● **ЧТО СДЕЛАТЬ**
• A. Сверьте с текстом о Толстом три утверждения: (i) рассказ «После бала» написан в 1903 году; (ii) «Разрушение ада...» в тексте названо художественно ценным; (iii) по словам автора, «После бала» был написан за неделю. На каждое ответьте «да» или «нет» и приведите точную цитату из текста, которая это решает.
• B. Выпишите слово в слово кусок текста о Толстом, который начинается со слов «Но главным соблазном, служащим, по» и заканчивается словами «приходит в соприкосновение.».
• C. Напишите продолжение текста о Толстом и рассказе «После бала», начиная сразу после его последнего предложения.

● **ТЕКСТ ДЛЯ ЧТЕНИЯ**
---------------

Но главным соблазном, служащим, по мнению Толстого, восстановлению ада, стала Церковь и её учение, богословие. Определяя церковную жизнь, Толстой опять допускает кощунственные выпады против неё, прежде всего против таинства Евхаристии.

"Разрушение ада..." художественно малоценно.

Но перед нами — великий писатель. И когда он отдаётся своему таланту, освобождается от навязанной самому себе необходимости проповедовать "новую веру", он продолжает создавать подлинные шедевры. Таков небольшой рассказ "После бала" (1903), написанный, по признанию автора, "в один день".

Здесь Толстой — глубокий психолог, раскрывающий некий важный, внешне парадоксальный закон нравственного восприятия человеком событий и характеров, с которыми он приходит в соприкосновение.

Толстой высветил нравственную основу чувства любви, внутренней склонности человека к человеку. И внутреннего отталкивания человека от человека. Через поведение отца рассказчик уяснил для себя в любимой девушке ту нравственную порчу, о которой, скорее всего, она не догадывалась и сама, но которая стала для него бесспорной. Внутренняя безнравственность не может быть совместима с любовью.

---------------

[Строки набора данных для указания на объекты]
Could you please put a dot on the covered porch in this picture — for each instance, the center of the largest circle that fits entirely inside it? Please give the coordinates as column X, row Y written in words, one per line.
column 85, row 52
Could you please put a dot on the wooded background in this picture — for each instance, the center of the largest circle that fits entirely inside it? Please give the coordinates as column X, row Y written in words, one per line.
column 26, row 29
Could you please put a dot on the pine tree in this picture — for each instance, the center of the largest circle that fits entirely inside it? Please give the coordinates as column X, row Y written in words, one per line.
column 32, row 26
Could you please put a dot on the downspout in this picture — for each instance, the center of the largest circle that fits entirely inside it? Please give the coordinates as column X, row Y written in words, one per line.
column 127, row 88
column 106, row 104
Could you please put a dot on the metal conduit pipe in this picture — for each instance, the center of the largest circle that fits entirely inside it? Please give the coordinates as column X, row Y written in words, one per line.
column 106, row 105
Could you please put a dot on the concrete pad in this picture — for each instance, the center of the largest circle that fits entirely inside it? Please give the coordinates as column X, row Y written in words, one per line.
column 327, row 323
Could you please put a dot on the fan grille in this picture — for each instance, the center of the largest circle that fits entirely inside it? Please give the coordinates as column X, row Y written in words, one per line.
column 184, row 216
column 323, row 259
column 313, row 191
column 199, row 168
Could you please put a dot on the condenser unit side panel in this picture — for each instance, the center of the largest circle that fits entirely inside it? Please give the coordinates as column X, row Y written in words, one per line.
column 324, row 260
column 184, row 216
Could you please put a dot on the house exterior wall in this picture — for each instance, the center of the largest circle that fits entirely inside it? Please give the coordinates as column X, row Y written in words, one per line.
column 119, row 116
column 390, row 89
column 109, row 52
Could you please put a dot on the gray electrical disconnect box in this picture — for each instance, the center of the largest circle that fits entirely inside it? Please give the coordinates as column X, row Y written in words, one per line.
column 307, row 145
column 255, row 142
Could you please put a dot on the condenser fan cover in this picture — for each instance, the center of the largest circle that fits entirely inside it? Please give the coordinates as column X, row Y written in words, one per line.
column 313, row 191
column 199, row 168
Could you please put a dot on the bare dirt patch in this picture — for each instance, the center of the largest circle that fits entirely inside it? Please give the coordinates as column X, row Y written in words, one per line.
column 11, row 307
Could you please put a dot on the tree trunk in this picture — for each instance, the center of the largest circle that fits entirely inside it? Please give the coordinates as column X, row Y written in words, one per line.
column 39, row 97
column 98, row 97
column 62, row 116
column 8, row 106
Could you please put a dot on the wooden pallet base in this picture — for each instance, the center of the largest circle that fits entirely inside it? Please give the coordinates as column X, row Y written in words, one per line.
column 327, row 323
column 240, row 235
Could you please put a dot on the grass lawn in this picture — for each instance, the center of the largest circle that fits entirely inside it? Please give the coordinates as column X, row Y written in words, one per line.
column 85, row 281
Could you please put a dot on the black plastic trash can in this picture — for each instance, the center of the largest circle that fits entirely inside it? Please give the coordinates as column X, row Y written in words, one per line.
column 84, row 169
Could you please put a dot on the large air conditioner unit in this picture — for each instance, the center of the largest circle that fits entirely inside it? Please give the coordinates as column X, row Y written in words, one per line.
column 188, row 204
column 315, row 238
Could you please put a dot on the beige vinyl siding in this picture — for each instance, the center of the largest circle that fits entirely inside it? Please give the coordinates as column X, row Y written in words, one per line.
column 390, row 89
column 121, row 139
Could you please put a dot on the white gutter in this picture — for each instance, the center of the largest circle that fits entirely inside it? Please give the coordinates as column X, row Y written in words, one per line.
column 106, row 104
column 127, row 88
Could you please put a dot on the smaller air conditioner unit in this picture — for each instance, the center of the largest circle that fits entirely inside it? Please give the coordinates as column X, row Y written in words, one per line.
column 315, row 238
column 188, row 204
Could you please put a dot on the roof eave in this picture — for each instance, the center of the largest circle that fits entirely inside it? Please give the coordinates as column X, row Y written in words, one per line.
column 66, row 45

---------------

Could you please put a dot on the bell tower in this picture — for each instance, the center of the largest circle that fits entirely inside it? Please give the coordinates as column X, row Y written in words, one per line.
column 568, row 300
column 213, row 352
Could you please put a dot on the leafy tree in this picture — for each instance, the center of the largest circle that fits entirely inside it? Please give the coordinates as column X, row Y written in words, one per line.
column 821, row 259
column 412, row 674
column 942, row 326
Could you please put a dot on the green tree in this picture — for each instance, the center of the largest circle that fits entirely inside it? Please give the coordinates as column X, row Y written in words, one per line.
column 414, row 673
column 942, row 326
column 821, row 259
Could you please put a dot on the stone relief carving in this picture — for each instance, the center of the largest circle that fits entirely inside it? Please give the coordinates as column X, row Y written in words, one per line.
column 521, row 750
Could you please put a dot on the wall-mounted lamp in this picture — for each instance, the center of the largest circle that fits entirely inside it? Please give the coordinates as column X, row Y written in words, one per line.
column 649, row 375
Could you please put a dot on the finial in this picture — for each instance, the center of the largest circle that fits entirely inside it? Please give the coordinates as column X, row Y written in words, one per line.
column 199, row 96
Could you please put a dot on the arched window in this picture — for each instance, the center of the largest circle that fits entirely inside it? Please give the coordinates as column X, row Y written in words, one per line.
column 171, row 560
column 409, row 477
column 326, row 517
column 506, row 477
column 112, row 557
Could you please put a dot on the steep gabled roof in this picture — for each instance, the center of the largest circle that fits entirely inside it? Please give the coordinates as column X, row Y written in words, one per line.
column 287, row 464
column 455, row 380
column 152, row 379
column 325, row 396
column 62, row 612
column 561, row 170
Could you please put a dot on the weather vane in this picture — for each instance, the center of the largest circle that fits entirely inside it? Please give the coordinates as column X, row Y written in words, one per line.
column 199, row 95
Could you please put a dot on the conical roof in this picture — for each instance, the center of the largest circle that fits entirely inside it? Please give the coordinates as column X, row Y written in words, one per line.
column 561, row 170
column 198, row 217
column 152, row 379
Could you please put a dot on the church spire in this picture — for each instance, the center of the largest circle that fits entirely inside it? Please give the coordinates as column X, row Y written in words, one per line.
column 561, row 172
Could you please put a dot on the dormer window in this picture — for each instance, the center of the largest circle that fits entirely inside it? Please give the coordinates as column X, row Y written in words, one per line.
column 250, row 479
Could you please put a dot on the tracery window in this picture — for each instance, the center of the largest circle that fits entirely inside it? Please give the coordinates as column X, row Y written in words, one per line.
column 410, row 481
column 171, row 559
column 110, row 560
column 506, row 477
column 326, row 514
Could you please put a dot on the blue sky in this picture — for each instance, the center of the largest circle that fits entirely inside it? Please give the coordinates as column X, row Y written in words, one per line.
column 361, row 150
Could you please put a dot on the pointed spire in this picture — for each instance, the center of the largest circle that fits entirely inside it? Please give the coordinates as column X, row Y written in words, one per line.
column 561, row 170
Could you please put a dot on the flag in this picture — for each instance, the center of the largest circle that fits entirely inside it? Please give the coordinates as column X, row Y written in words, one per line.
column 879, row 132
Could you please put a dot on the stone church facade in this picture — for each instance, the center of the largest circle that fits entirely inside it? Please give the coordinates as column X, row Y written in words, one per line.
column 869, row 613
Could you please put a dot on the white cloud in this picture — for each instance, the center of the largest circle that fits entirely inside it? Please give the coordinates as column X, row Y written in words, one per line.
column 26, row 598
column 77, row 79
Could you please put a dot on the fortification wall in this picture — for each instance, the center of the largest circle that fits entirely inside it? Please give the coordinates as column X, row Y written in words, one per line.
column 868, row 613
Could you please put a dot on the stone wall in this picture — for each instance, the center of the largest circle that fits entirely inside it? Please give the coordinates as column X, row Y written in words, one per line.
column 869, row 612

---------------

● **ОТВЕТЫ ПО ЗАДАНИЯМ**
• A.
(i) Да: «Таков небольшой рассказ "После бала" (1903)».
(ii) Нет: «"Разрушение ада..." художественно малоценно».
(iii) Нет: «написанный, по признанию автора, "в один день"».

• B.
Но главным соблазном, служащим, по мнению Толстого, восстановлению ада, стала Церковь и её учение, богословие. Определяя церковную жизнь, Толстой опять допускает кощунственные выпады против неё, прежде всего против таинства Евхаристии.

"Разрушение ада..." художественно малоценно.

Но перед нами — великий писатель. И когда он отдаётся своему таланту, освобождается от навязанной самому себе необходимости проповедовать "новую веру", он продолжает создавать подлинные шедевры. Таков небольшой рассказ "После бала" (1903), написанный, по признанию автора, "в один день".

Здесь Толстой — глубокий психолог, раскрывающий некий важный, внешне парадоксальный закон нравственного восприятия человеком событий и характеров, с которыми он приходит в соприкосновение.

• C.
В рассказе "После бала" Толстой исследует то неуловимое, незаметное для стороннего взгляда сцепление обстоятельств, что отражают важнейшие закономерности внешней и внутренней жизни человеческой. В этом — одна из сущностных особенностей толстовского эстетического мышления, проявившаяся (в разной мере) во всём его творчестве. Он сам указал на это в известном письме Страхову от 23-26 апреля 1876 года (непосредственно касаясь романа "Анна Каренина", но по сути выявляя отличительную черту своего образного мировидения): "Во всём, почти во всём, что я писал, мною руководила потребность собрания мыслей, сцепленных между собой, для выражения себя, но каждая мысль, выраженная словами особо, теряет свой смысл, страшно понижается, когда берётся одна из того сцепления, в котором она находится. Само же сцепление составлено не мыслью (я думаю), а чем-то другим, и выразить основу этого сцепления непосредственно словами никак нельзя; а можно только посредственно — словами описывая образы, действия, положения". В том же письме Толстой пишет о "бесконечном лабиринте сцеплений, в котором и состоит сущность искусства".

Отображение всеобщего сцепления событий, обстоятельств, характеров особенно зримо проявляется у Толстого в соединении с панорамным зрением, способностью широкого мысленного охвата необозримого пространства всего бытия географического, временного, экзистенциального. Так было в "Войне и мире".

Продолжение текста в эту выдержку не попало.